Task: Search the records for the string "shorts" and return each line that has it.
╭─ Input for this task
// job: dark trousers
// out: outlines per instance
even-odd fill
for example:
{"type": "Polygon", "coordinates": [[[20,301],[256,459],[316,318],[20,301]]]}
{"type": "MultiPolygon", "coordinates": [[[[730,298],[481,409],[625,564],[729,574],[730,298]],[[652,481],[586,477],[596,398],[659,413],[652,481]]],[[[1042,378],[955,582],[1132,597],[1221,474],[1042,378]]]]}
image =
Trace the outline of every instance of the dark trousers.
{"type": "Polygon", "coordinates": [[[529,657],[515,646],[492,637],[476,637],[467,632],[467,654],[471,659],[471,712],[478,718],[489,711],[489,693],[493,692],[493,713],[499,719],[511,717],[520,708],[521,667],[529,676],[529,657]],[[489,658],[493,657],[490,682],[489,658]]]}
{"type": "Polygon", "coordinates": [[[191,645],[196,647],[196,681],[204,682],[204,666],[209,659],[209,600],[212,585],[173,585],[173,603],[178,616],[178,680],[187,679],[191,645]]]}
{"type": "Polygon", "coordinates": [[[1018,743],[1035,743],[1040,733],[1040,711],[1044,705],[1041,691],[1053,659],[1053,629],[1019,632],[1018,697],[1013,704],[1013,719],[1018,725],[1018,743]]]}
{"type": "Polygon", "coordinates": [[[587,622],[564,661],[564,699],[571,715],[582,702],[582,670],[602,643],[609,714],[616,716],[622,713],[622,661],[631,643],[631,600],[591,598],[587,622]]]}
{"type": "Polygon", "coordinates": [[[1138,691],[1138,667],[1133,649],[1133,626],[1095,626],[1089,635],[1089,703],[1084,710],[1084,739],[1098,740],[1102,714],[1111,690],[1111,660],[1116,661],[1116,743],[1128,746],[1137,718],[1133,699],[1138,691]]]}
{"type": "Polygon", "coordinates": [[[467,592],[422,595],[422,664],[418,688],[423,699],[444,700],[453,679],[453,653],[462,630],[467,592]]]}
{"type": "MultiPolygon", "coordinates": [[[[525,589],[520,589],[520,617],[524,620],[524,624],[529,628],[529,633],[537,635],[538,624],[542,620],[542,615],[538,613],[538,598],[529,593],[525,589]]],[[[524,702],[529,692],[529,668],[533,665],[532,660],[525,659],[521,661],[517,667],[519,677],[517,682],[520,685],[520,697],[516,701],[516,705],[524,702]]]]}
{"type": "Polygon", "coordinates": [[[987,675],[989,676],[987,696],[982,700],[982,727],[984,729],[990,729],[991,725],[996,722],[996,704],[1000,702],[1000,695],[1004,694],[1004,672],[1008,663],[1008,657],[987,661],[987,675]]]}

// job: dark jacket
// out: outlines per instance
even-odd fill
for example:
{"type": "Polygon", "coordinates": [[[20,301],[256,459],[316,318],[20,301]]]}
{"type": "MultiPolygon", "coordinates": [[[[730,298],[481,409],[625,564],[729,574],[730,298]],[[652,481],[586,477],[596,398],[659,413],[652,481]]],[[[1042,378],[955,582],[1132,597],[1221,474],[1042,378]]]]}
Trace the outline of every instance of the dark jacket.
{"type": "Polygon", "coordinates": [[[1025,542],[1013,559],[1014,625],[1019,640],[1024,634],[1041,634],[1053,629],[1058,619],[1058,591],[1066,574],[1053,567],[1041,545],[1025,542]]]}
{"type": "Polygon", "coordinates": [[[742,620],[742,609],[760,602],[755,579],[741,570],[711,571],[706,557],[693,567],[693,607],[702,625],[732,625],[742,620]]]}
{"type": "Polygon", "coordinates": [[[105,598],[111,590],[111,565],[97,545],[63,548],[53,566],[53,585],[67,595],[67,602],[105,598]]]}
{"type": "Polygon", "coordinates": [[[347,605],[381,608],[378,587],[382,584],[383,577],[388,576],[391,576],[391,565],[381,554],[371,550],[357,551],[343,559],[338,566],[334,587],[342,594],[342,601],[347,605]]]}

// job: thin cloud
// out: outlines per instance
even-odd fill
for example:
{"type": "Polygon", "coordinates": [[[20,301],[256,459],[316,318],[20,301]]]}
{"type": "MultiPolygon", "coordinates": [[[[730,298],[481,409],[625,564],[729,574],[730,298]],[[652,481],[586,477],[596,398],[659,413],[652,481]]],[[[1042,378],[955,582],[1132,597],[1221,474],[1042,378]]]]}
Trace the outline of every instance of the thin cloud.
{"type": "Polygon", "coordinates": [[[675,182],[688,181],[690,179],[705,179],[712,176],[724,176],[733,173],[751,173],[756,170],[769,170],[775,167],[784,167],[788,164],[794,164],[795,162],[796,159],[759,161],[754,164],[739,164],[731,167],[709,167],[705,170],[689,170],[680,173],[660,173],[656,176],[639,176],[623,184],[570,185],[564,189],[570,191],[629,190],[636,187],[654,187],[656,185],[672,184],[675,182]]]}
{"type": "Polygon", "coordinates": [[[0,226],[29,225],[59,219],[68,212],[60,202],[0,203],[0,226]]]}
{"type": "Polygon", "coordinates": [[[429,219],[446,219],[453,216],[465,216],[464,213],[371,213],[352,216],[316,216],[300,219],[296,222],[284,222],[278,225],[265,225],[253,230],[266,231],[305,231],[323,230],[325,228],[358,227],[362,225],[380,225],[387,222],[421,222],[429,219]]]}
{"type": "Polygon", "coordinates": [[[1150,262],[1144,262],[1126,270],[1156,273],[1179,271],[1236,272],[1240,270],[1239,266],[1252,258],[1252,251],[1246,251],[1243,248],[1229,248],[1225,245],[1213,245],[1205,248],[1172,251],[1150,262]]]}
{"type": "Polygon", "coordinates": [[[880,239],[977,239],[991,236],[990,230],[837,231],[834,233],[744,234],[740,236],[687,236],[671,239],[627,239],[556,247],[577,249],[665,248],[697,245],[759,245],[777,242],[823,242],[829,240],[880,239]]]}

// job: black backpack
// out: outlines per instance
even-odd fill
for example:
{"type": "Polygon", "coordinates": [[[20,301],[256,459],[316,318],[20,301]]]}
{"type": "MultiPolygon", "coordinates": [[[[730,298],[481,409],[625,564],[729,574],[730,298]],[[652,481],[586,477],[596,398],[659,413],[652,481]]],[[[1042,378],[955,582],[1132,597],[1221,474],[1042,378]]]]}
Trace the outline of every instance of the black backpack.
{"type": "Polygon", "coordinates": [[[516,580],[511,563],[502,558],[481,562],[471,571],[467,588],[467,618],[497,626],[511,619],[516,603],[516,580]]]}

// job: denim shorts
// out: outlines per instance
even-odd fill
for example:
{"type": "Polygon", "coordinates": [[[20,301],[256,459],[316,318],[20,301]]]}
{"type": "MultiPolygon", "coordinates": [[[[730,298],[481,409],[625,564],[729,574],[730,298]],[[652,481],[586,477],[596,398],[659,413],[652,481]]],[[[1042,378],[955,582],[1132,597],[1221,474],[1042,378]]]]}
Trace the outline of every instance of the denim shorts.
╰─
Task solution:
// job: denim shorts
Trace the outline of every instance of the denim shorts.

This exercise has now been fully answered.